▸ WHAT THE TASK ASKS: Please retype the records below exactly as they appear, but leave out the pictures.

Extracted records
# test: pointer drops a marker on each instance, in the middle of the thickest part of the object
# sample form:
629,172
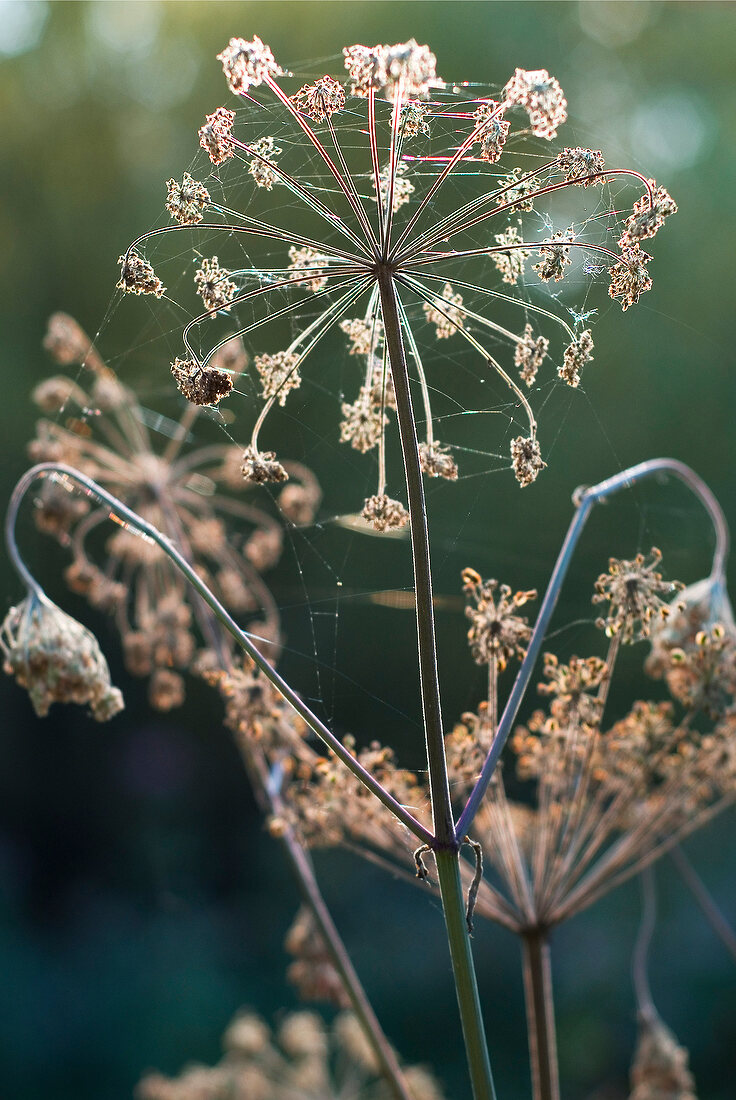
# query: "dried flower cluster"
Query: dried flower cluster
350,239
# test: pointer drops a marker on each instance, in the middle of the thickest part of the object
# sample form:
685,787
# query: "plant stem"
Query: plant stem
443,822
445,843
463,971
540,1014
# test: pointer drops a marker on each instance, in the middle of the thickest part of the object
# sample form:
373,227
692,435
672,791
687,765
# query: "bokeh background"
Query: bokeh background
141,902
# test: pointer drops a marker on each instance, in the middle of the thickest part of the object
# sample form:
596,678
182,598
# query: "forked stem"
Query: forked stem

▸ WRITTEN REPLY:
# test: pointer drops a marker on each instance, in the middle of the thickest part of the object
# sample form:
629,172
# query: "dried flower cluster"
Query: dried flower cluster
350,239
# test: pointer drops a marker on each instance, in the middle of the thickest part of the object
# sample form:
685,787
# query: "plant stem"
Query: plant stem
443,822
445,843
463,971
540,1014
# test: pointer drops a marker on each instance, in the middle of the thickest part of the object
# sample form:
373,227
692,435
672,791
687,765
# query: "bokeh background"
Query: bokeh background
141,902
# test: pointer drops a marker on each instance, in the middle of the thickest part of the object
# sample form:
596,678
182,598
# query: "forked stem"
Query: forked stem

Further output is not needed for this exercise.